THE TASK - Rewrite the data below with every "single dot" changed to "single point", keeping everything else the same.

RECORDS FOR THIS EXERCISE -
------------------------------

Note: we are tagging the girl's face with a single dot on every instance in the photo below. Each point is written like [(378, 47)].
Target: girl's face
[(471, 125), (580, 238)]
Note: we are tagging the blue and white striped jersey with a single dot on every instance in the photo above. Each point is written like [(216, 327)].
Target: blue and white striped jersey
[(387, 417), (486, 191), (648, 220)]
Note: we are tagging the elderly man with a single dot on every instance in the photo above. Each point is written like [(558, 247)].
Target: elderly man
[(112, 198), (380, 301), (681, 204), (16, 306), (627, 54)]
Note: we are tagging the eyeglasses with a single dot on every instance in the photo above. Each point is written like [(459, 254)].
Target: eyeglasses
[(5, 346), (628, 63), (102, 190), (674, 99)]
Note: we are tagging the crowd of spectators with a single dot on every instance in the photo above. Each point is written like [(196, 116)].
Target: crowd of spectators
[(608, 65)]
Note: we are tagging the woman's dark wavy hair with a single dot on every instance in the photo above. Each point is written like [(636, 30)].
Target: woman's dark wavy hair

------------------------------

COMPLETE ANSWER -
Note: we are tagging the girl's face with a single point on every instance in the photo below. Each point is written like [(378, 47)].
Target: girl's face
[(471, 125), (580, 238)]
Note: we are tagging the blue and white striped jersey with a single point on every instance in the photo above. Each point is written like [(216, 327)].
Target: blue and white striped jersey
[(387, 417), (486, 191), (648, 220)]
Note: we are tagging the elderly man with a single point on every instance in the photo above. Each point is written like [(558, 247)].
Target: elderly man
[(112, 198), (380, 301), (681, 204), (16, 306), (627, 54)]
Note: we are tagging the eyeglasses with a single point on every instance in the photo above. Each point is written like [(459, 254)].
Target: eyeglasses
[(5, 346), (628, 63), (102, 190), (674, 99)]
Note: we are tagging the crowd of spectators with a single point on every instance in the photo above. Each point is written like [(196, 116)].
Target: crowd of spectators
[(608, 65)]
Note: we are tagging the woman's dark wavy hair with a single point on every instance in the photo above. Each point is written like [(636, 30)].
Target: woman's dark wavy hair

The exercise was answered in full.